[Opening DATA section]

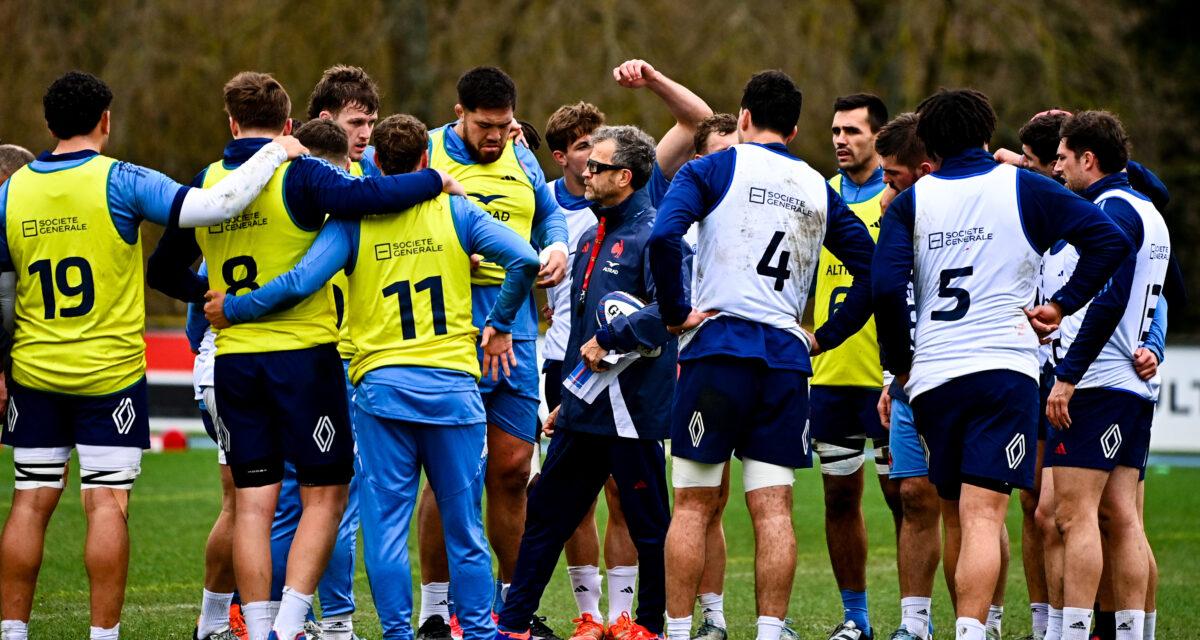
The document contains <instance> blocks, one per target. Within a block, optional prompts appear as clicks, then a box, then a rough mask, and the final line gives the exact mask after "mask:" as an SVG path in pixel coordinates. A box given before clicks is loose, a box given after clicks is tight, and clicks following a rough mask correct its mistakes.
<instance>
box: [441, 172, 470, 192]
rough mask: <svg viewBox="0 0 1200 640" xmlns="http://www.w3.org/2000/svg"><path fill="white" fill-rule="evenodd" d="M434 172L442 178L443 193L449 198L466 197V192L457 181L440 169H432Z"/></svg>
mask: <svg viewBox="0 0 1200 640" xmlns="http://www.w3.org/2000/svg"><path fill="white" fill-rule="evenodd" d="M434 171H436V172H438V175H439V177H440V178H442V192H443V193H449V195H451V196H463V197H466V196H467V190H466V189H463V187H462V185H461V184H458V180H455V179H454V177H452V175H450V174H449V173H446V172H444V171H442V169H434Z"/></svg>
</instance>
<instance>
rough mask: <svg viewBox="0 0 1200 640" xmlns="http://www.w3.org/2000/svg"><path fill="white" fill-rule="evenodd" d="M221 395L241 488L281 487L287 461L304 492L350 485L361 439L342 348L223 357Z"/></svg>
mask: <svg viewBox="0 0 1200 640" xmlns="http://www.w3.org/2000/svg"><path fill="white" fill-rule="evenodd" d="M214 389H215V391H216V405H217V407H216V409H217V415H220V418H221V423H222V426H223V427H224V429H226V430H227V431H228V433H229V438H228V442H227V443H226V460H227V461H228V463H229V468H230V471H233V475H234V484H235V485H236V486H239V488H246V486H263V485H268V484H274V483H277V482H281V480H282V479H283V460H284V459H287V460H288V461H290V462H293V463H294V465H295V466H296V474H298V477H299V479H300V484H301V485H332V484H348V483H349V482H350V478H352V477H353V475H354V436H353V433H352V432H350V418H349V409H348V406H347V397H346V373H344V371H343V369H342V359H341V357H340V355H338V353H337V346H336V345H332V343H330V345H320V346H317V347H310V348H306V349H294V351H276V352H266V353H230V354H221V353H217V357H216V360H215V364H214ZM210 408H211V407H210Z"/></svg>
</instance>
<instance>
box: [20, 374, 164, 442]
mask: <svg viewBox="0 0 1200 640" xmlns="http://www.w3.org/2000/svg"><path fill="white" fill-rule="evenodd" d="M0 442H4V444H7V445H8V447H20V448H30V449H35V448H54V447H74V445H76V444H92V445H97V447H136V448H138V449H149V448H150V412H149V409H148V408H146V381H145V378H142V379H139V381H138V382H136V383H133V384H132V385H130V387H127V388H125V389H121V390H120V391H116V393H114V394H108V395H100V396H90V395H73V394H60V393H55V391H42V390H37V389H30V388H29V387H24V385H22V384H20V383H18V382H17V381H16V379H13V378H12V376H10V377H8V415H7V423H6V424H5V426H4V435H2V436H0Z"/></svg>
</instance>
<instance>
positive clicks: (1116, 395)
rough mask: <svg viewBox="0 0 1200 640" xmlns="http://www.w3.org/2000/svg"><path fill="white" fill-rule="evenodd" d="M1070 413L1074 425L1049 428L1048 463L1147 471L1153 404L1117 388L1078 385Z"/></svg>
mask: <svg viewBox="0 0 1200 640" xmlns="http://www.w3.org/2000/svg"><path fill="white" fill-rule="evenodd" d="M1067 411H1068V412H1069V413H1070V427H1068V429H1061V430H1060V429H1051V430H1050V437H1049V439H1046V453H1045V466H1048V467H1084V468H1094V469H1102V471H1112V469H1114V468H1115V467H1117V466H1122V467H1133V468H1136V469H1139V471H1145V469H1146V457H1147V456H1148V455H1150V426H1151V423H1152V421H1153V418H1154V403H1153V402H1151V401H1150V400H1146V399H1144V397H1141V396H1139V395H1134V394H1130V393H1128V391H1120V390H1115V389H1079V390H1076V391H1075V395H1073V396H1072V397H1070V403H1069V405H1068V406H1067Z"/></svg>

[Closing DATA section]

ASSIGNMENT: Except for the pictures, write the data out exactly.

RESULT FOR THIS TASK:
The document contains <instance> blocks, one per target. Within a block, optional prompts appear as clicks, then a box, then a rough mask, and the final line gives the exact mask after "mask:" as an SVG path in pixel coordinates. A box given before clicks is loose, a box given after clicks is tight, and clicks following a rough mask correct its mistakes.
<instance>
box: [441, 172, 470, 192]
rough mask: <svg viewBox="0 0 1200 640" xmlns="http://www.w3.org/2000/svg"><path fill="white" fill-rule="evenodd" d="M434 172L442 178L443 193L449 198L466 197V192L457 181L440 169H432Z"/></svg>
mask: <svg viewBox="0 0 1200 640" xmlns="http://www.w3.org/2000/svg"><path fill="white" fill-rule="evenodd" d="M434 171H436V172H438V175H439V177H440V178H442V192H443V193H449V195H451V196H463V197H466V196H467V190H466V189H463V187H462V185H461V184H458V180H455V179H454V177H452V175H450V174H449V173H446V172H444V171H442V169H434Z"/></svg>
</instance>
<instance>
rough mask: <svg viewBox="0 0 1200 640" xmlns="http://www.w3.org/2000/svg"><path fill="white" fill-rule="evenodd" d="M221 395L241 488L281 487L287 461L304 492L350 485L361 439L342 348L223 357Z"/></svg>
mask: <svg viewBox="0 0 1200 640" xmlns="http://www.w3.org/2000/svg"><path fill="white" fill-rule="evenodd" d="M214 389H215V391H216V405H217V407H216V409H217V415H220V418H221V423H222V426H223V427H224V429H226V430H227V431H228V433H229V438H228V442H227V443H226V460H227V461H228V463H229V468H230V471H233V475H234V484H235V485H236V486H239V488H246V486H263V485H268V484H274V483H277V482H281V480H282V479H283V460H284V459H287V460H288V461H290V462H293V463H294V465H295V466H296V474H298V477H299V479H300V484H301V485H332V484H348V483H349V482H350V478H352V477H353V475H354V436H353V433H352V432H350V418H349V409H348V406H347V397H346V373H344V371H343V369H342V359H341V357H340V355H338V353H337V346H336V345H332V343H330V345H320V346H317V347H310V348H306V349H294V351H276V352H266V353H230V354H221V353H217V357H216V360H215V364H214ZM210 408H211V407H210Z"/></svg>
</instance>
<instance>
box: [20, 374, 164, 442]
mask: <svg viewBox="0 0 1200 640" xmlns="http://www.w3.org/2000/svg"><path fill="white" fill-rule="evenodd" d="M0 442H4V444H7V445H8V447H20V448H30V449H35V448H54V447H74V445H76V444H92V445H97V447H136V448H138V449H149V448H150V412H149V409H148V408H146V381H145V378H142V379H139V381H138V382H136V383H133V384H132V385H130V387H127V388H125V389H121V390H120V391H116V393H114V394H108V395H100V396H90V395H73V394H60V393H55V391H42V390H37V389H30V388H29V387H24V385H22V384H20V383H18V382H17V381H16V379H13V378H12V376H10V377H8V415H7V423H6V424H5V426H4V435H2V436H0Z"/></svg>
</instance>
<instance>
positive clicks: (1116, 395)
rough mask: <svg viewBox="0 0 1200 640" xmlns="http://www.w3.org/2000/svg"><path fill="white" fill-rule="evenodd" d="M1070 413L1074 425L1049 428L1048 463L1147 471L1153 404L1117 388L1078 385Z"/></svg>
mask: <svg viewBox="0 0 1200 640" xmlns="http://www.w3.org/2000/svg"><path fill="white" fill-rule="evenodd" d="M1067 411H1068V412H1069V413H1070V427H1068V429H1061V430H1060V429H1051V430H1050V437H1049V439H1046V453H1045V466H1048V467H1084V468H1094V469H1102V471H1112V469H1114V468H1115V467H1117V466H1122V467H1133V468H1136V469H1139V471H1145V469H1146V457H1147V456H1148V455H1150V426H1151V423H1152V421H1153V418H1154V403H1153V402H1151V401H1150V400H1146V399H1144V397H1141V396H1139V395H1134V394H1130V393H1128V391H1120V390H1115V389H1079V390H1076V391H1075V395H1073V396H1072V397H1070V403H1069V405H1068V406H1067Z"/></svg>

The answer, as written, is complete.